## To-do list
- A) Please repeat the hydraulic lift thread word for word, starting at "It sounds like" and ending at "period of time.".
- B) Name the steps that, according to the hydraulic lift thread, some vertically mounted cylinders have to go through so they don't trap air.

## Passage

▼

Agreed, and the system must be bled out of any remaining air before being used, this should be left to a specialist unless you are extremely familiar with the operation.


----------



## Crofter

Dadatwins said:


> Agreed, and the system must be bled out of any remaining air before being used, this should be left to a specialist unless you are extremely familiar with the operation.



Dont take the above warning as someone jus trying to spoil your fun!  

It sounds like you do not have the operation manual for that lift. The bleeding procedure on over centre booms is a lot more involved and important than the average hydraulic shop serviceman might be aware of. Both sides of the cylinders must be blead or you can have a run away as you go over centre and the forces go from push to pull. (or _vice~versa_)Example; Some vertically mounted cylinders on some equipment have to be unpinned, laid flat and stroked or they can trap air for quite a period of time.

▲

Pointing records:
▼

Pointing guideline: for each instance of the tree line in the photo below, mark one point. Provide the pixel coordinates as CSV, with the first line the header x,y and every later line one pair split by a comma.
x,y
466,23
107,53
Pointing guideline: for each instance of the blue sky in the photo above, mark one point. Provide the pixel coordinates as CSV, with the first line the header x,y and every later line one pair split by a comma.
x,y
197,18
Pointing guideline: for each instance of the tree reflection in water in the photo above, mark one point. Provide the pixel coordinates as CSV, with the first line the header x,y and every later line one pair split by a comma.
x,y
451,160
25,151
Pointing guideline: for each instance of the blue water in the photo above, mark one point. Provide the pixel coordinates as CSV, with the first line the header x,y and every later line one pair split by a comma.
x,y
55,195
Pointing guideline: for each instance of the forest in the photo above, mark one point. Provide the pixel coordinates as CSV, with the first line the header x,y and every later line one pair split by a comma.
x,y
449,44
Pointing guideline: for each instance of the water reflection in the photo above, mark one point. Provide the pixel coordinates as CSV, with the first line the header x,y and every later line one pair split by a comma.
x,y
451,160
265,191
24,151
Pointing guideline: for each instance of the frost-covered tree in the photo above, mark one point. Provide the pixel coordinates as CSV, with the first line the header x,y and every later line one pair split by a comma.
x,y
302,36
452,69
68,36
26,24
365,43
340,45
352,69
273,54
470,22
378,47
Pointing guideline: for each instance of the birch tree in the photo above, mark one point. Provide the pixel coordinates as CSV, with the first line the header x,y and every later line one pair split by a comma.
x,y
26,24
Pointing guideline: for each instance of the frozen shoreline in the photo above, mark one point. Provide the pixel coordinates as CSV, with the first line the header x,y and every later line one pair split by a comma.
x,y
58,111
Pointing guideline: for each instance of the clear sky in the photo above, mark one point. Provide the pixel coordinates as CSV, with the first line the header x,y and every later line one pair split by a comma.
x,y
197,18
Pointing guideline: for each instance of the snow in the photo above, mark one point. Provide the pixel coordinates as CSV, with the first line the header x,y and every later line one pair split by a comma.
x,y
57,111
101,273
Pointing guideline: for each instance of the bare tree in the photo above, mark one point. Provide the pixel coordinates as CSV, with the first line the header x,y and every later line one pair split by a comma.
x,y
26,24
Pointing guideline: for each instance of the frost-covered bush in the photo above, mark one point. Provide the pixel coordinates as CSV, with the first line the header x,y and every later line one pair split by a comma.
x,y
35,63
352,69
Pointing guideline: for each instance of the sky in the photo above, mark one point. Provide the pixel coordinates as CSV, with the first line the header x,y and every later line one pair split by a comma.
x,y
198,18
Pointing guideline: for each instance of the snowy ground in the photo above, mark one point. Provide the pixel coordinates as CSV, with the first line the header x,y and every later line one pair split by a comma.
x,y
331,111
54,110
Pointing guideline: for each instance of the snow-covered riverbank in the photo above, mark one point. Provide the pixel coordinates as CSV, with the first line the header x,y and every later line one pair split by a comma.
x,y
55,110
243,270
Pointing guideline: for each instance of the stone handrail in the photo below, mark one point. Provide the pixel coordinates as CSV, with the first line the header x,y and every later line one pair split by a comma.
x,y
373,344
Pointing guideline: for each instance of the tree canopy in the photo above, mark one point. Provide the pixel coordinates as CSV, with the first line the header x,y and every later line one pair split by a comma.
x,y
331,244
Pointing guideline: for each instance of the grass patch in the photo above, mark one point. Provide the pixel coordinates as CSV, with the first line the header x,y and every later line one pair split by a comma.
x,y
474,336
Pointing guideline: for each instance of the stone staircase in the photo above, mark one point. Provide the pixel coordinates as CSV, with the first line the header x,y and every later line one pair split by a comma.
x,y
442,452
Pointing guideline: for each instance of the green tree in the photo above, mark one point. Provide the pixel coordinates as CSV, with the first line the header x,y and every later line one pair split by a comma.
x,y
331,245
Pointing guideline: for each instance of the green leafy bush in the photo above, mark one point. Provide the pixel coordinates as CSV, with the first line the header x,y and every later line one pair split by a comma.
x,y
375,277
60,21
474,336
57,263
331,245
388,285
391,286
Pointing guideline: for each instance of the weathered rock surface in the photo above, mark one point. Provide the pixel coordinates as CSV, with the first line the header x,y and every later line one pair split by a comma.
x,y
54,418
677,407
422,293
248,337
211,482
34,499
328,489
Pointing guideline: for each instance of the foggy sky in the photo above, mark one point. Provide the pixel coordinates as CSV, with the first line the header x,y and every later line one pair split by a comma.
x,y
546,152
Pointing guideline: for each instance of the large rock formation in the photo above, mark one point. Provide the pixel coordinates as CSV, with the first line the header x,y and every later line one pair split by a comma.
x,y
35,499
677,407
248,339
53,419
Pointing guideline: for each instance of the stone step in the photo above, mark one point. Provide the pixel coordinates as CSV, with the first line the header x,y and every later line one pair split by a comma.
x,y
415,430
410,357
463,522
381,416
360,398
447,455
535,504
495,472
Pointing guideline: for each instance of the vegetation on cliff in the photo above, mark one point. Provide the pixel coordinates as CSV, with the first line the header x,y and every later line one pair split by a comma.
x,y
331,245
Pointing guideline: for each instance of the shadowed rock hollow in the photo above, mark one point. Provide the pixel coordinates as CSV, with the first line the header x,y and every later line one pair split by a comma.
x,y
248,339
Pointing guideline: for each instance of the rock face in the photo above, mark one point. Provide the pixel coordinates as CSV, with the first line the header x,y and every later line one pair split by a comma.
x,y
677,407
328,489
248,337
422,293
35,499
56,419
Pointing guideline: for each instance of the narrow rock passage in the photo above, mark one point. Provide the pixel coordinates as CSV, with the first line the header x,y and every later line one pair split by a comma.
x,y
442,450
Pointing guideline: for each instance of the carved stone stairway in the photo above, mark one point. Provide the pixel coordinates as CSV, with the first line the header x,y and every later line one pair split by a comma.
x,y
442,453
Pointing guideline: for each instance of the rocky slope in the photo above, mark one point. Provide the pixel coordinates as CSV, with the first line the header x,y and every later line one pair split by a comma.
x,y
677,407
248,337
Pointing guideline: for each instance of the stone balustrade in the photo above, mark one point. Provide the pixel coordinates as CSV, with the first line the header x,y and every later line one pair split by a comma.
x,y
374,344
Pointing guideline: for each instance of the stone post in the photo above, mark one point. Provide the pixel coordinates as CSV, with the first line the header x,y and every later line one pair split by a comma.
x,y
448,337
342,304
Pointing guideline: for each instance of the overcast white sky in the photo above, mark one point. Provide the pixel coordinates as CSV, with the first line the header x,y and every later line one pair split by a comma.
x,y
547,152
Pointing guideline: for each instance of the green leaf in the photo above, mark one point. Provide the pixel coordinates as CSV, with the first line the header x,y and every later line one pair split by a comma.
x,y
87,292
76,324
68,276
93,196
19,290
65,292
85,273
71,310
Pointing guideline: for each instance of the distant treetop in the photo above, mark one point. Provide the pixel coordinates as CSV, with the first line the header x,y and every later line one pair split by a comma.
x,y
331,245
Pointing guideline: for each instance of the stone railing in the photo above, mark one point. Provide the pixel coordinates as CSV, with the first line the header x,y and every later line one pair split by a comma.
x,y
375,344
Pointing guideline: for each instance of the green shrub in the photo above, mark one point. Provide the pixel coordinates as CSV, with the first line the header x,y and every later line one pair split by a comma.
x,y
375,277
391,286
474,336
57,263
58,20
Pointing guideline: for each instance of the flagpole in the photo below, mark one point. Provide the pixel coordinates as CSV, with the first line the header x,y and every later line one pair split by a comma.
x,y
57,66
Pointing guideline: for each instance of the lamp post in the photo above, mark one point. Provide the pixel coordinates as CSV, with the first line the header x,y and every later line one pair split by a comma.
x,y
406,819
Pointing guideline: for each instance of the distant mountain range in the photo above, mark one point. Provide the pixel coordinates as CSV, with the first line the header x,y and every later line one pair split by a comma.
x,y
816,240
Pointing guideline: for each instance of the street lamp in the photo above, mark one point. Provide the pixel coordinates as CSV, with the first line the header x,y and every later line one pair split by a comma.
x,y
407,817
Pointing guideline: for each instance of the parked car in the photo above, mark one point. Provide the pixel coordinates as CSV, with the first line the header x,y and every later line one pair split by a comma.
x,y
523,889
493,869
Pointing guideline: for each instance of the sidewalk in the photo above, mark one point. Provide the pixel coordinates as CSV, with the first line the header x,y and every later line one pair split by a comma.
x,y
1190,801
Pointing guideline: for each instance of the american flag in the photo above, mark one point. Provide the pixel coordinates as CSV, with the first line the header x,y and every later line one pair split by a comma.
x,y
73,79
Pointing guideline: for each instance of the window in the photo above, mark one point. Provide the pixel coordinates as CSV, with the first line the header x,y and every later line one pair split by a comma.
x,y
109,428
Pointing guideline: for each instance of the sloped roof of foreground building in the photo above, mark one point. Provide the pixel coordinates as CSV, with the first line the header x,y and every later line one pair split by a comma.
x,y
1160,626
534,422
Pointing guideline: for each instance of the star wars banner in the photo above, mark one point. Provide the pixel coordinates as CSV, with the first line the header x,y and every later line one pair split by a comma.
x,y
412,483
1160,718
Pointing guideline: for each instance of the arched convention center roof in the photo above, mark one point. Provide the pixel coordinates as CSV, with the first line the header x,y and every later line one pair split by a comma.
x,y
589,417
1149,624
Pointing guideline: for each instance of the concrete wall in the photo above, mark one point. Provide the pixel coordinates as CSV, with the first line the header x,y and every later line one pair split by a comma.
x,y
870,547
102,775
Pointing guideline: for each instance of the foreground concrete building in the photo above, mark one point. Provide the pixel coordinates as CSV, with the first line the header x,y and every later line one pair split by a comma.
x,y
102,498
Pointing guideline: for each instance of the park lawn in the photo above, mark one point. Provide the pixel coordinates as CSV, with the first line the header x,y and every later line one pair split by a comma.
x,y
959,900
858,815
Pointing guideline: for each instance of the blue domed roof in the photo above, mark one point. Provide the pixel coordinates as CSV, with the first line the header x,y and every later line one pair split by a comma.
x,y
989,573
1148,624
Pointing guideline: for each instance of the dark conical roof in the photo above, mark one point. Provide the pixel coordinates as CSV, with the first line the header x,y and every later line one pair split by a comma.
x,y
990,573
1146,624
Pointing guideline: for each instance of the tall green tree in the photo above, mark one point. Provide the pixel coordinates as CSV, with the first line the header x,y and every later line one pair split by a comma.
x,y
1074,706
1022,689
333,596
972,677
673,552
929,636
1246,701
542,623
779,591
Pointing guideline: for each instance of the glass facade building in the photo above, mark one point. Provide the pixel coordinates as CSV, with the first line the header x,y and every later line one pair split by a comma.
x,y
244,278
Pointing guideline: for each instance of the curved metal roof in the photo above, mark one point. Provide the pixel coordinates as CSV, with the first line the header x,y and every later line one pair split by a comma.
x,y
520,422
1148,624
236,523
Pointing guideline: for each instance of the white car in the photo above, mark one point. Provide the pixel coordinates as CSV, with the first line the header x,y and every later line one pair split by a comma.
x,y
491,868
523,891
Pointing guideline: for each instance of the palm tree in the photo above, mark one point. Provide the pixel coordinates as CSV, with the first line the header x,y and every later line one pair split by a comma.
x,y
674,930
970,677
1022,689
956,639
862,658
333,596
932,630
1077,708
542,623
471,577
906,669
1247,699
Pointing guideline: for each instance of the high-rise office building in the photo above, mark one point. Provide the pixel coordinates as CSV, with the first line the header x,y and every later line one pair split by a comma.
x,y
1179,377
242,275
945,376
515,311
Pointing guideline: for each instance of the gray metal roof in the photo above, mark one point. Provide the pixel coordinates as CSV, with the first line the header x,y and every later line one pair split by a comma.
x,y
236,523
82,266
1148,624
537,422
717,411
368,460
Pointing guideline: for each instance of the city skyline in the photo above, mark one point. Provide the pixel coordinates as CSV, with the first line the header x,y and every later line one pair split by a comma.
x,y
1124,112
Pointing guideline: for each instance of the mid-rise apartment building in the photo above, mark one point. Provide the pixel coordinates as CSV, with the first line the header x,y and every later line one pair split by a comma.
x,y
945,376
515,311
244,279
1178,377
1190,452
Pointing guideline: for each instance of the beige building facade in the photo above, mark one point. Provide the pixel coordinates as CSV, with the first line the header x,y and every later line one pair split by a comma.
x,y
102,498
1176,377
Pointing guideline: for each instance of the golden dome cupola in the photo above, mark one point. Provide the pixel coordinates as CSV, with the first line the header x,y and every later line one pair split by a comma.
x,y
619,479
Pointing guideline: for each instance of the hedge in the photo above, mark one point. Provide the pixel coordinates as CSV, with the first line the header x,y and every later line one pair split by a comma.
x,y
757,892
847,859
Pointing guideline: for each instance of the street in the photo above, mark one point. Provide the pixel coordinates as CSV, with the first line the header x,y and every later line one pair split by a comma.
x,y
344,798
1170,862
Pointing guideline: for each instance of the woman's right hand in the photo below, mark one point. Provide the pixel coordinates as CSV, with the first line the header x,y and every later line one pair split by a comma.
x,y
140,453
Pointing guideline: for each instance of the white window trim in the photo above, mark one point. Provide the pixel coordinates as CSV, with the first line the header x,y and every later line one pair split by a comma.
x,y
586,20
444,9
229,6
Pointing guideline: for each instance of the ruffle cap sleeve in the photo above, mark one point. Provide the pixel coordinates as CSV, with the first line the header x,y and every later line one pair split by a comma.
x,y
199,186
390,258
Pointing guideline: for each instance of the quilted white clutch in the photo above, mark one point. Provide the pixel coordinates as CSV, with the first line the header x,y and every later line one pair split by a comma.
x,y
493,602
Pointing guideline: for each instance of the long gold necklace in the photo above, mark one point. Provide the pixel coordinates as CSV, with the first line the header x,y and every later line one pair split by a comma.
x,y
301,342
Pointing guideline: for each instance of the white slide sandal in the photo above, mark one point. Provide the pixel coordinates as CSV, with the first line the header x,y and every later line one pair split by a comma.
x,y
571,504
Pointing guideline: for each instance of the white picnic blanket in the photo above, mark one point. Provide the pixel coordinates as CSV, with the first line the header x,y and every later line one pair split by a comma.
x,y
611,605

▲

## Task-by-task outputs
- A)
It sounds like you do not have the operation manual for that lift. The bleeding procedure on over centre booms is a lot more involved and important than the average hydraulic shop serviceman might be aware of. Both sides of the cylinders must be blead or you can have a run away as you go over centre and the forces go from push to pull. (or _vice~versa_)Example; Some vertically mounted cylinders on some equipment have to be unpinned, laid flat and stroked or they can trap air for quite a period of time.

- B) Unpinned, laid flat, and stroked.